I told my daughter how devastated I was as a young kindergarten teacher on the South Side when a black mother demanded to know why her twin girls insisted that their hair would be like mine when they grew up, that is, very long, very blonde, and very straight. I, of course, protested immediately that I hadn’t done a thing. She didn’t look at all convinced. Next, I tried to play it down. All kindergarten girls want to look like their teachers, I said. At this, she looked angry. I then stammered my way through a promise that I would try to be extra-sensitive to the problem and see what I could do. She had barely gotten out the door when I began assuring myself that no one worked harder than I to be a colorblind teacher. My insides actually hurt with the unfairness of it all.

Twenty years later, the Nappy Hair controversy erupted, wherein a white teacher was excoriated by black and Hispanic parents for reading her class an award-winning children’s book. By then, I had learned enough to know that the twins’ mother had not only been right to be worried, but also had a right to ask. She was trying to tell me that hair is a racialized issue in America. I had tried to tell her it wasn’t. Finally, I had to accept that the twins’ mother, who, by the way, was one of the first I knew to wear her hair in its natural style, knew more about being black than I did.

I also shared with my daughter my experience with another black mother in that same school. She had four children under the age of 6, one of whom was in my class. Until family night, I thought we were on good terms. Thinking she would appreciate the gesture, I reserved a large table for her, the kids, and me, and helped with the dinners as I chatted about large families. After the evening’s events, she sought me out in the lobby. Loudly and furiously, she first called me a “white bitch” in front of half the school. Then, screaming, she demanded to know what right I had to think she needed my help or to insult her for having so many children.

With this, my daughter finally had something to laugh at, seeing the ridiculousness of the allegation in light of her 11 aunts and uncles, my siblings. She guessed, though, that it probably wasn’t funny to me at the time. It wasn’t. I was mortified and humiliated in front of my colleagues, the children, and the other parents. I was also deeply frustrated by the assumption of racism. Who better than I could anticipate any mother’s need for help with four small children?
• • • • •
- **Task details**:
Answer each question from the kindergarten-teacher excerpt.
(a) What did the twin girls insist their hair would be like when they grew up?
(b) How many years later did the Nappy Hair controversy erupt?
(c) How many aunts and uncles does the narrator's daughter have?

- **Raw data**:
• • • • •
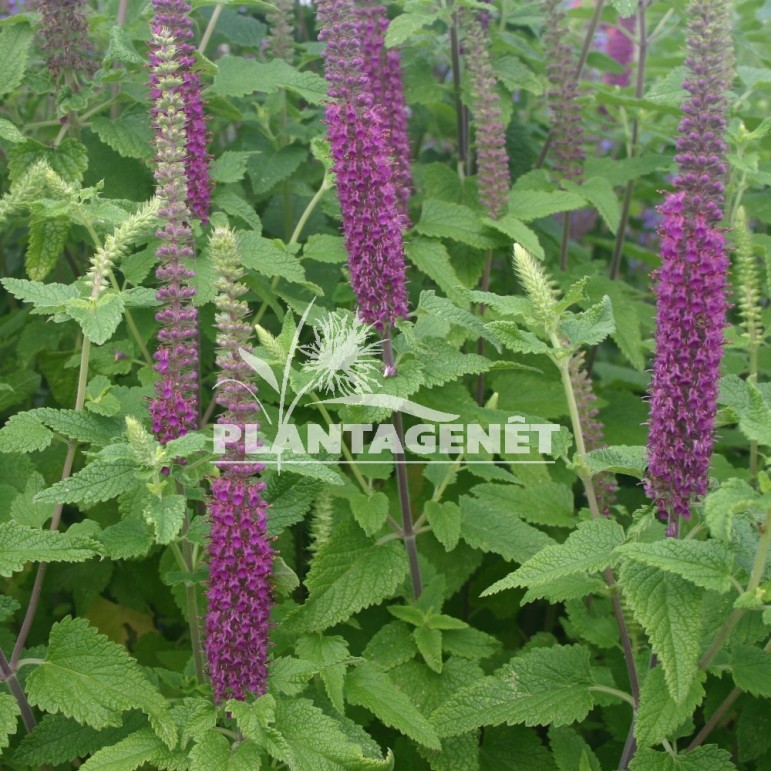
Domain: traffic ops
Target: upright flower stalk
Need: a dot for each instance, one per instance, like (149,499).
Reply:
• • • • •
- **Correct result**:
(a) Like the teacher's: very long, very blonde, and very straight.
(b) Twenty years later.
(c) 11.